» **Problem to solve**: Could you print the full listing again, exactly as written?
== Segment start ==
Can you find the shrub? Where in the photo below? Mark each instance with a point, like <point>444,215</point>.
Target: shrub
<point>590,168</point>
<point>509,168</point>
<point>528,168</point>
== Segment end ==
» **Reply to the exercise**:
Can you find the shrub? Where in the photo below? Mark each instance with a point, like <point>444,215</point>.
Target: shrub
<point>590,168</point>
<point>509,168</point>
<point>528,168</point>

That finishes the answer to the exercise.